## Begin Supplied passage
Sparkle

by Sean "Keanu Grieves" Hanson

EXPECTATIONS: I haven't seen a trailer for this movie in months - MONTHS - and I think it's about a gospel choir or something, with Jordin Sparks making her film debut and Whitney Houston in her final role? Who knows? Who cares? Who pays to see this garbage?

REALITY: For more than one reason, TriStar should have cut its losses and shelved Sparkle, a mediocre, hypocritical and unfortunately timed remake of a 1976 film I haven't seen. According to the ever-trustworthy Wikipedia, Sparkle '76 was a personal favorite of Whitney Houston, who executive-produced and starred in Sparkle '12 before succumbing to a lethal combination of coke, heart problems and Los Angeles bathwater, which might have killed her on its own.

The smiling is nice, but is it really a performance? I can see smiling at home.Witnessing Houston's turn as Emma, the God-fearing mother of three women who persist in forming a girl group despite her wishes, is a lot like watching holographic 2Pac or listening to Amy Winehouse's posthumous third album: Any positive qualities on display are negated by the knowledge that a) it's a performance from beyond the grave and b) someone, somewhere, is profiting from Westerners' inability to see dead celebrities as anything but tragic geniuses. For the record, I spent most of Sparkle looking for signs that Houston was only two months away from a drug accident, which makes Houston's presence more of a distraction than a boon ... not that Sparkle has much to offer anyway.

As a period piece, depicting the Detroit soul scene circa 1968, Sparkle proves director Salim Akil, working from a screenplay by wife Mara Brock Akil, has the ambition of Scorsese but neither the skill nor the scope. The consequence of such choices, which highlight artifice when a film falls short of electric, is Sparkle's passing resemblance to the movie-within-the-movie from Mulholland Drive. Yeah, I see the polyester, the vintage microphones and the classic cars, but the subpar acting, broad characterization, unconvincing soundtrack and laughably turbulent melodrama keep me at a remove. This Detroit is artificial, and these actors are playing pretend.
## End Supplied passage
## Begin Data section
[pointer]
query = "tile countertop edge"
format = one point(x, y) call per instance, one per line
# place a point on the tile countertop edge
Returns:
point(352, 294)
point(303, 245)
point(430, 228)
## End Data section
▶ [Exercise description] Return the passage of the Sparkle review between "REALITY: For more" and "on its own.", inclusive, copied without any changes.

▶ [Result of this exercise]
REALITY: For more than one reason, TriStar should have cut its losses and shelved Sparkle, a mediocre, hypocritical and unfortunately timed remake of a 1976 film I haven't seen. According to the ever-trustworthy Wikipedia, Sparkle '76 was a personal favorite of Whitney Houston, who executive-produced and starred in Sparkle '12 before succumbing to a lethal combination of coke, heart problems and Los Angeles bathwater, which might have killed her on its own.